======== Materials provided ========
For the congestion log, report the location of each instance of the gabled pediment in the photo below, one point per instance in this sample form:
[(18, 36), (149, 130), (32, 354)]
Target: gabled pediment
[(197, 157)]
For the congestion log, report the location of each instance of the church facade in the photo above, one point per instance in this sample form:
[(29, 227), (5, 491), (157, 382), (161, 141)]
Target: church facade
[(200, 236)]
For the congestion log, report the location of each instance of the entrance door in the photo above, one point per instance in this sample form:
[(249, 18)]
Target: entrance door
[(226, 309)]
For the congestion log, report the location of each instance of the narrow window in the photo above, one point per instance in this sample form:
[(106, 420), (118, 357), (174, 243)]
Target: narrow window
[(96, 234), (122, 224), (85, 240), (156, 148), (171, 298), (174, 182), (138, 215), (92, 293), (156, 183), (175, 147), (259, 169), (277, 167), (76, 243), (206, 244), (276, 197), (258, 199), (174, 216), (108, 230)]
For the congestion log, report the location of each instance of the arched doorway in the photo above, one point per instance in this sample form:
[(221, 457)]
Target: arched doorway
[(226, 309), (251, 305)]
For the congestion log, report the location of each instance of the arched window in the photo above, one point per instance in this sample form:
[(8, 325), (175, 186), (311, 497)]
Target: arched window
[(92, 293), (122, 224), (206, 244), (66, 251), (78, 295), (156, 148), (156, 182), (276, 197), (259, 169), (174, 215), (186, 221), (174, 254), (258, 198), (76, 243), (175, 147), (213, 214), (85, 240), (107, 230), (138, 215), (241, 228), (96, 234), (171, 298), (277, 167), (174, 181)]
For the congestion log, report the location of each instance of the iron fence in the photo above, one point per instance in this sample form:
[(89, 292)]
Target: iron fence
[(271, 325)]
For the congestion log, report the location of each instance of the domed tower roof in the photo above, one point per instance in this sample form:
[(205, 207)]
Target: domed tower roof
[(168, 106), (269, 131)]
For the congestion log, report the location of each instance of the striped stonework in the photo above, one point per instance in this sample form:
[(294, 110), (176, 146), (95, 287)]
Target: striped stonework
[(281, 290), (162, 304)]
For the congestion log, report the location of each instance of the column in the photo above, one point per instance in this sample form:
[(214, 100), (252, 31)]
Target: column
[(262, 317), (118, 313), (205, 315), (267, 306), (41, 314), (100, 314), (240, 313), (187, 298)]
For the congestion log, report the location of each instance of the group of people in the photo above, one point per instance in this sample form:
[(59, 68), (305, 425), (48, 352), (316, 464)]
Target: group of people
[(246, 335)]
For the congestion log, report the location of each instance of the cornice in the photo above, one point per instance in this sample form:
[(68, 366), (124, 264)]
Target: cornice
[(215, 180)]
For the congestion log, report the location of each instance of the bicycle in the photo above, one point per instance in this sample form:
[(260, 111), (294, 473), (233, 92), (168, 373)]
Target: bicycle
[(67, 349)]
========
Exercise objective: Copy out every one of the records above, word for word, without changing anything.

Full response:
For the congestion log, report the location of each instance of the gabled pediment in the photo below, one point per instance in this sample form:
[(18, 36), (149, 130), (32, 354)]
Target: gabled pediment
[(197, 157)]
For the congestion log, report the location of each instance of the church facade in the photo above, one point per instance in this sample form:
[(29, 227), (5, 491), (157, 382), (161, 141)]
Target: church facade
[(200, 236)]
For the congestion log, report the location of each instance of the entrance door in the photo above, one point per instance in this sample form:
[(249, 18)]
Target: entrance door
[(226, 309)]
For the congestion log, report the location of each instance of the narrow window in the photo above, one point per instance in this sample form:
[(106, 420), (118, 357), (174, 243)]
Target: narrow window
[(96, 234), (122, 224), (85, 240), (156, 148), (171, 298), (174, 182), (138, 215), (92, 293), (156, 183), (175, 147), (259, 169), (277, 167), (76, 243), (206, 244), (276, 197), (258, 199), (174, 216), (108, 230)]
For the congestion log, report the location of each instance of the arched doorway in the photo above, one point per instance in this sample form:
[(221, 457)]
Target: arched doorway
[(226, 309), (251, 305)]
For the congestion log, report the location of each instance of the arched window in the photo above, one point per instance in this sample form:
[(8, 325), (175, 186), (311, 497)]
Target: arched window
[(92, 293), (122, 224), (206, 244), (66, 251), (78, 295), (156, 148), (156, 182), (276, 197), (259, 169), (174, 215), (186, 221), (174, 254), (258, 198), (76, 243), (175, 147), (213, 214), (85, 240), (107, 230), (138, 215), (241, 228), (96, 234), (171, 298), (277, 167), (174, 181)]
For the congestion log, report the location of each instance of the iron fence in the photo above, one point per instance in this sample form:
[(89, 292)]
Target: iron fence
[(271, 325)]
For the congestion log, report the location of each instance of the domed tower roof in the photo above, one point per instance in this sample form:
[(205, 207)]
Target: domed tower roof
[(168, 106), (269, 131)]
For the congestion log, report the location of each instance of the striped stonework in the photo above, one point per instance in this sample form:
[(294, 110), (176, 146), (95, 287)]
Target: striped stonework
[(281, 290), (162, 304)]
For the congestion log, report the location of each instance of the column in the photo above, one point per instance in this sample form:
[(214, 100), (252, 31)]
Target: column
[(262, 317), (118, 313), (205, 315), (267, 306), (41, 314), (100, 314), (240, 313), (187, 298)]
For the congestion log, report the location of each instance of the group of people in the photo above, one point per instance in this sample form:
[(59, 68), (305, 425), (48, 352), (316, 464)]
Target: group of people
[(246, 335)]
For the congestion log, report the location of each instance of the cornice in the photo above, one point per instance in this sample form:
[(68, 366), (124, 264)]
Target: cornice
[(215, 180)]
For the congestion log, report the location of each instance of the bicycle in the photo above, one point per instance in this sample form:
[(260, 111), (294, 473), (233, 92), (168, 373)]
Target: bicycle
[(67, 349)]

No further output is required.